Excerpts of annotation records:
## BEGIN

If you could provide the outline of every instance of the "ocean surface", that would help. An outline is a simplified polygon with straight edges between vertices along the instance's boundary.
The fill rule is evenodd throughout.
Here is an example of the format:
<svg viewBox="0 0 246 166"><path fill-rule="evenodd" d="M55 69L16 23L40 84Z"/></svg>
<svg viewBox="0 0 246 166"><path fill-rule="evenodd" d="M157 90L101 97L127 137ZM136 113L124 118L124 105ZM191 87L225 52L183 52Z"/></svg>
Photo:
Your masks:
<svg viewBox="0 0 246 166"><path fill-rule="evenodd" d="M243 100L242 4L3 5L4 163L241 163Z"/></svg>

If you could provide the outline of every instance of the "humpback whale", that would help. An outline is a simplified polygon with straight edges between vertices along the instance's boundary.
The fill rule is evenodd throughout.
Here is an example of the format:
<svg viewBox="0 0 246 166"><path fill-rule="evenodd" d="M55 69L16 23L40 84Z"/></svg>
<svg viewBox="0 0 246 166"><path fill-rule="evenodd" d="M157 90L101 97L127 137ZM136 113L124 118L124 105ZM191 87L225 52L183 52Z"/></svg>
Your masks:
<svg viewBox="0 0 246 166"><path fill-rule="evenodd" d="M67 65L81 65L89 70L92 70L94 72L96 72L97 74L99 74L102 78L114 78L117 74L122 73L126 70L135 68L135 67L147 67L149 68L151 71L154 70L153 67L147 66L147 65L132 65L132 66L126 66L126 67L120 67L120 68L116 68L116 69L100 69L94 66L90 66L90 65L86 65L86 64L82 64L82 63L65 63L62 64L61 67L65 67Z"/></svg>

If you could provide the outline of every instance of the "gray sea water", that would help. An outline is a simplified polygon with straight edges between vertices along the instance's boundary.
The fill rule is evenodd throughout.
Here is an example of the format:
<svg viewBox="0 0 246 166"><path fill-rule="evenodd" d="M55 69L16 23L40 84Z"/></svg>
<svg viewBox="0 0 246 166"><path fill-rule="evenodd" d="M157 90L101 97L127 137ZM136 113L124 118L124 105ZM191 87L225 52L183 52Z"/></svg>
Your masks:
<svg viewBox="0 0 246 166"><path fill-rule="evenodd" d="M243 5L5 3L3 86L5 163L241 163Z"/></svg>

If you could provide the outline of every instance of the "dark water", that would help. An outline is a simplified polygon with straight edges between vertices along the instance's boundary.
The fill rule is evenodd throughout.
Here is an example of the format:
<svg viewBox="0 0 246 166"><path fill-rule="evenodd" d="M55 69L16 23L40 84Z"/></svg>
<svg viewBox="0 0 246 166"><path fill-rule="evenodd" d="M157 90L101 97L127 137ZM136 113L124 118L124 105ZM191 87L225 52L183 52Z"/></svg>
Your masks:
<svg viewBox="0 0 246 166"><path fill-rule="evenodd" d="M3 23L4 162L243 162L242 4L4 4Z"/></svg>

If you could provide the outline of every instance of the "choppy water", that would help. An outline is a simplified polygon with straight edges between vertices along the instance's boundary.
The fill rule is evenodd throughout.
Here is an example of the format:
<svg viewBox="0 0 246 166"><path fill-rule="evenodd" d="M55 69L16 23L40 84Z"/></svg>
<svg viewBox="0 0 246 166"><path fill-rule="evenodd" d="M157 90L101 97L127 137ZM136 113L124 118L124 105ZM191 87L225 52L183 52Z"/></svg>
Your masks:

## END
## BEGIN

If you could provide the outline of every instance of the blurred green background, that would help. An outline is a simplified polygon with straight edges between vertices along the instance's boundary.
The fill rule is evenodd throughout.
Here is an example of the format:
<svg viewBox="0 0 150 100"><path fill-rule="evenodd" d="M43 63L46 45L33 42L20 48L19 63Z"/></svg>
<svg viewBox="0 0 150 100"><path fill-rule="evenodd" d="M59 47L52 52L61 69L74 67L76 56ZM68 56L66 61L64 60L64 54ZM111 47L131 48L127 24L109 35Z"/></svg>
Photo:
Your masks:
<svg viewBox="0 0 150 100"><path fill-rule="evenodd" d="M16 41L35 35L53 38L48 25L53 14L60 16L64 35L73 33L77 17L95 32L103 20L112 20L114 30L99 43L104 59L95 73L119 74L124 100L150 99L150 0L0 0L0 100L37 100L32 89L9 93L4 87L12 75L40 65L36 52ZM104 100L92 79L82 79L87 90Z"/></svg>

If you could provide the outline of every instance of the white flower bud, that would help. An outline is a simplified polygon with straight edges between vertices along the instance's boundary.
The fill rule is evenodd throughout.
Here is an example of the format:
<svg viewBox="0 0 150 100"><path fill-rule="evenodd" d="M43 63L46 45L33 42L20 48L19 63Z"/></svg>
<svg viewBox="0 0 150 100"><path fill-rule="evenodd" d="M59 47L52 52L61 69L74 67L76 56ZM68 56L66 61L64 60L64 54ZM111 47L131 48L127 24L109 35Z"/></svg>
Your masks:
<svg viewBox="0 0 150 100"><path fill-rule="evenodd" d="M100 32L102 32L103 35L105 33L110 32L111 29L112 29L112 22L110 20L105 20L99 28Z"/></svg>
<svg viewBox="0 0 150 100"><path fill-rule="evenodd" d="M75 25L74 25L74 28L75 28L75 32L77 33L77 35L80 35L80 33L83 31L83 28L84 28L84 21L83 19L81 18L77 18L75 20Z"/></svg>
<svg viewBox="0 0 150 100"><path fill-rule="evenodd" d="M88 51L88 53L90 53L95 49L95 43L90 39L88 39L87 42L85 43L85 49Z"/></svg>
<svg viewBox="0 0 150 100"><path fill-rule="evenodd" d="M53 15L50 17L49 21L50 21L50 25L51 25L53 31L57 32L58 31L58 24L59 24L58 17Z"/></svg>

## END
## BEGIN

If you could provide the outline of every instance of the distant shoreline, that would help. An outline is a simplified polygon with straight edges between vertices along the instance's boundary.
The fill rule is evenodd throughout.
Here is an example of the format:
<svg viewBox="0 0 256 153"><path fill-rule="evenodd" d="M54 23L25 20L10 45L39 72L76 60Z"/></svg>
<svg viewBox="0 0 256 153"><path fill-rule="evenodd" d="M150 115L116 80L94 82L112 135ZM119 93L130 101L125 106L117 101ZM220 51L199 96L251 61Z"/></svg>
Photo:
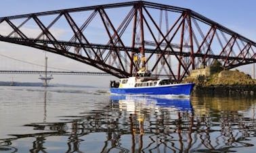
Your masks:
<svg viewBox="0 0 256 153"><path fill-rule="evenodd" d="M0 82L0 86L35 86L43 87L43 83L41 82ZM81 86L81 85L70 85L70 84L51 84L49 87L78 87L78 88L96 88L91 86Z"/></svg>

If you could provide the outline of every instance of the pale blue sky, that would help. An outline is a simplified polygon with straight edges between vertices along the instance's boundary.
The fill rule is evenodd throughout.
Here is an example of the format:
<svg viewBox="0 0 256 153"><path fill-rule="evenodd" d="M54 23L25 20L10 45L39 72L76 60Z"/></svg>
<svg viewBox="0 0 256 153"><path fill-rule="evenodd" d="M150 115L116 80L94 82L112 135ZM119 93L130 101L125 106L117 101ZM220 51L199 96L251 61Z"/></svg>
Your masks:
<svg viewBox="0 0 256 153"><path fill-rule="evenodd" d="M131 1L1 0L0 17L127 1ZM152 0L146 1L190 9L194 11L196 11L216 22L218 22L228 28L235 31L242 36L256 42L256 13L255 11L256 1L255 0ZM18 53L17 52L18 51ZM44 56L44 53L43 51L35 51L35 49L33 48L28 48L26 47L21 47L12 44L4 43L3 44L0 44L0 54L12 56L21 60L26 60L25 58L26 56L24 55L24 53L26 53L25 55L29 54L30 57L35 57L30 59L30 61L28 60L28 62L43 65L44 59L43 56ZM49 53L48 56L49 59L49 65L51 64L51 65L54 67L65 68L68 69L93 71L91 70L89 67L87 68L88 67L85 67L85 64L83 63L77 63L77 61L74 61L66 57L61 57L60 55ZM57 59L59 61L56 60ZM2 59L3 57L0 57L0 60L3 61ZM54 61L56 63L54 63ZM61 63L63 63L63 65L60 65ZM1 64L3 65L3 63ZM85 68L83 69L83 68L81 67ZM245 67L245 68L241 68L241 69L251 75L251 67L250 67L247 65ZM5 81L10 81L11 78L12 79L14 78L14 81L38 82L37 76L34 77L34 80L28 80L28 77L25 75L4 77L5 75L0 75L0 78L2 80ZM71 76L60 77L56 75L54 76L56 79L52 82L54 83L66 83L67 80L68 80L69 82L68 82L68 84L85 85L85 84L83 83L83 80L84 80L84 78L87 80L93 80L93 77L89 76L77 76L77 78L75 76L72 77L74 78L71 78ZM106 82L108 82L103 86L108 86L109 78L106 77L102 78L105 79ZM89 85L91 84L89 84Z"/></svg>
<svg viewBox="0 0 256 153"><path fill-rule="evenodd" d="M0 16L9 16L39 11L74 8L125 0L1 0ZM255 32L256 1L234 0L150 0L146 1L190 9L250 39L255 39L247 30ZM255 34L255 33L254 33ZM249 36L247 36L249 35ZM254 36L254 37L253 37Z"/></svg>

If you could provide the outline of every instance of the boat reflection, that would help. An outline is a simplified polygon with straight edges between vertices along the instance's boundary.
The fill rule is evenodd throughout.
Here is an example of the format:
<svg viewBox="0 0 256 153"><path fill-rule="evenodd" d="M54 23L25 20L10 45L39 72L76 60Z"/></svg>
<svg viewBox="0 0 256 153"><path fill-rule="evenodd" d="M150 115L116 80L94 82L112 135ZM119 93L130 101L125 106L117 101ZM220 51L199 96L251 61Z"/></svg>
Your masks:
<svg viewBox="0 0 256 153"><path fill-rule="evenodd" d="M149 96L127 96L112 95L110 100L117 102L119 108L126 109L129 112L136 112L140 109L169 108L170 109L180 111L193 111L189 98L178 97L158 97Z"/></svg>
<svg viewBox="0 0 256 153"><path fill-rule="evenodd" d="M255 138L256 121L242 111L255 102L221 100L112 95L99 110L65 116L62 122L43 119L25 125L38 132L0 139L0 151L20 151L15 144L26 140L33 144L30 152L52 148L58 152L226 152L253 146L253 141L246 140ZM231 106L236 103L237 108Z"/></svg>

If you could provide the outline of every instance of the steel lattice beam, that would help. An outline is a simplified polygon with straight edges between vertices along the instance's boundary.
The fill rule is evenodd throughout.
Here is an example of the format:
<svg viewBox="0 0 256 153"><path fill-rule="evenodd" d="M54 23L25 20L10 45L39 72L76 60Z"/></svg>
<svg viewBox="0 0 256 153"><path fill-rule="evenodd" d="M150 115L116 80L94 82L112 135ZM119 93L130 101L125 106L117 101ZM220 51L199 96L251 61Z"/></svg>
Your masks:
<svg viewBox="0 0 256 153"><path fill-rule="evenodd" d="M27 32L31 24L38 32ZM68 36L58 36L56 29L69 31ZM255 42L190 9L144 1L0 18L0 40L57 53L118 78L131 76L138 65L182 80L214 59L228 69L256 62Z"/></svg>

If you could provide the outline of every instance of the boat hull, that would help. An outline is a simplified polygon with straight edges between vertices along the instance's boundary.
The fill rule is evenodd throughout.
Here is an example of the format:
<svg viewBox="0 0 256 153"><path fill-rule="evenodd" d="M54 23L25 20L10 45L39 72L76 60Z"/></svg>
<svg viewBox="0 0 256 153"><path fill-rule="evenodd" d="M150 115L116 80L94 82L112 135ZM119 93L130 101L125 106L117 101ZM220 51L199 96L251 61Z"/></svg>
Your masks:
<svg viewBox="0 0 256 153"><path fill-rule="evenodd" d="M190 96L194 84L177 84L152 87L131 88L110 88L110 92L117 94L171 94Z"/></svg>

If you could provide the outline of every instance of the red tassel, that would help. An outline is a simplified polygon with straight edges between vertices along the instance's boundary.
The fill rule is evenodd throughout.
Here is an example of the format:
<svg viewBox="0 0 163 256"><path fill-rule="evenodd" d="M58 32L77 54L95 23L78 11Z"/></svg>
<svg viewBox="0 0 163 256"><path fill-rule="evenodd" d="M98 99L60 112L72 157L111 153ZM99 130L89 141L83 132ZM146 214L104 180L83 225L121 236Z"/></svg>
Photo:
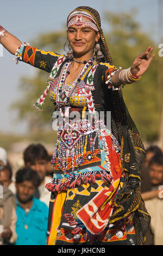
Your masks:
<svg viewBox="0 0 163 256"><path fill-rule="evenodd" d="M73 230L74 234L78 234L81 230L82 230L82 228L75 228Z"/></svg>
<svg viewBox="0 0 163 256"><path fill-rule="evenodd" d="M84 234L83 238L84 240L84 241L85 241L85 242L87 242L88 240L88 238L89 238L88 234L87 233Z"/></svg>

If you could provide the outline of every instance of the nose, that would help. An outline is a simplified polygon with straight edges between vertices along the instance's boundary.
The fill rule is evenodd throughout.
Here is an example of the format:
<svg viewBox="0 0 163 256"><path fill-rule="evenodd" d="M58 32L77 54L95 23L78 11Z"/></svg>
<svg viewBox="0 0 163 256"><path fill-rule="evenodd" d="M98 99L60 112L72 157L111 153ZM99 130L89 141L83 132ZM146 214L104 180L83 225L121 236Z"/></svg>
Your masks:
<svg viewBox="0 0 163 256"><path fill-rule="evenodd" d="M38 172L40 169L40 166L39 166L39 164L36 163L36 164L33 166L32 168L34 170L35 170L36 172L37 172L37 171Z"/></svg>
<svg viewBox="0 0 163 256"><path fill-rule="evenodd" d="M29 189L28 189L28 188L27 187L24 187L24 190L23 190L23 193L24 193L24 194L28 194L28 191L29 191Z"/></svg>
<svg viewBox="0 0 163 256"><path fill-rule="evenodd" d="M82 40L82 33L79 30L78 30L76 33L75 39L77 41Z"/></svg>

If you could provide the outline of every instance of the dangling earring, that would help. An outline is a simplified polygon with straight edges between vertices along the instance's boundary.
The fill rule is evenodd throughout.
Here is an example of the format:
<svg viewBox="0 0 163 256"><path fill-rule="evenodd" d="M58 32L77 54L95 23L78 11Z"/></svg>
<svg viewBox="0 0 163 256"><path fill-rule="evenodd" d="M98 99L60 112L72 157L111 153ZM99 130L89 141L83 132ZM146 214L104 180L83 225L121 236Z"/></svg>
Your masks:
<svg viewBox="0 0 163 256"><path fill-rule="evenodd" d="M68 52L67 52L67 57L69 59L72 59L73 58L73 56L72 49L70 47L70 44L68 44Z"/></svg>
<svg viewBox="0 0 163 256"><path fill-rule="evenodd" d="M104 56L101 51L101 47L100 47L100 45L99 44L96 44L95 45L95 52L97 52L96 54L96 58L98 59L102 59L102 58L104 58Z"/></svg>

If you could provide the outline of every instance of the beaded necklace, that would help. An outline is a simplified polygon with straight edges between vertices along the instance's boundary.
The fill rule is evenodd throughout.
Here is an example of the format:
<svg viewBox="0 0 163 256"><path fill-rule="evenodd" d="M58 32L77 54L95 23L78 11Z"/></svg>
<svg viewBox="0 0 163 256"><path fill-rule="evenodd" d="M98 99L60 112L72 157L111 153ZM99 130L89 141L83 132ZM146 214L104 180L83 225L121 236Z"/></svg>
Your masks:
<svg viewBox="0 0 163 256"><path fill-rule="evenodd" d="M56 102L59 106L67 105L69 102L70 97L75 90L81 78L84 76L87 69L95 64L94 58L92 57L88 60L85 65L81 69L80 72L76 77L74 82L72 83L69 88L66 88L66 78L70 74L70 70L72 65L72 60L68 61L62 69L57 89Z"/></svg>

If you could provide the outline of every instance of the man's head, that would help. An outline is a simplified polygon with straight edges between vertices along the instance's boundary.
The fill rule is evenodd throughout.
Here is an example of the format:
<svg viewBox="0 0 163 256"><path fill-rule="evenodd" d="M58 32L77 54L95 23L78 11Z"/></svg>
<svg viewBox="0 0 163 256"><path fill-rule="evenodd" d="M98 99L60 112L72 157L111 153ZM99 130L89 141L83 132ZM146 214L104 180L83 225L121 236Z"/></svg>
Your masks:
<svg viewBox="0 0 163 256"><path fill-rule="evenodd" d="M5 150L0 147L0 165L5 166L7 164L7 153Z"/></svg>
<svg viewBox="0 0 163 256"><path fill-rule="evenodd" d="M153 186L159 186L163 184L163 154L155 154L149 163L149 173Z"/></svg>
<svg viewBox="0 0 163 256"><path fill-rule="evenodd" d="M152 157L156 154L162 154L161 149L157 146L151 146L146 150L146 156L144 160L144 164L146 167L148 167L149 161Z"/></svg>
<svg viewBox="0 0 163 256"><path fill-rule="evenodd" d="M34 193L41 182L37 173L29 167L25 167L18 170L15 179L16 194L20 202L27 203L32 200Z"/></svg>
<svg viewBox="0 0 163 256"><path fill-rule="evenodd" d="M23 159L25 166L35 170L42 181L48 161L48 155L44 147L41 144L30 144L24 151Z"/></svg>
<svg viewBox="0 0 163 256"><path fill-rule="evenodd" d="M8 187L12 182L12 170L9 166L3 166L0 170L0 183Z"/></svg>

## END

Please copy the data, starting at the line that contains "boat reflection, that" and stopping after the line that contains "96L127 96L112 95L110" with both lines included. Substitute "rough polygon" for "simplified polygon" and keep everything else the same.

If you could provide the outline of every instance of the boat reflection, that would help. An outline is a rough polygon with straight edges between vertices along the instance's boundary.
The fill rule is evenodd throughout.
Here is an example of the format:
<svg viewBox="0 0 256 153"><path fill-rule="evenodd" d="M54 23L25 20L10 45L39 72L76 60Z"/></svg>
<svg viewBox="0 0 256 153"><path fill-rule="evenodd" d="M150 115L116 80L94 82L112 135ZM119 93L130 101L125 106L117 101ZM220 51L199 96L251 61Z"/></svg>
Your masks:
<svg viewBox="0 0 256 153"><path fill-rule="evenodd" d="M149 96L127 96L112 95L110 100L117 102L119 108L126 109L129 112L136 112L140 109L169 108L170 109L180 111L193 111L189 98L178 97L158 97Z"/></svg>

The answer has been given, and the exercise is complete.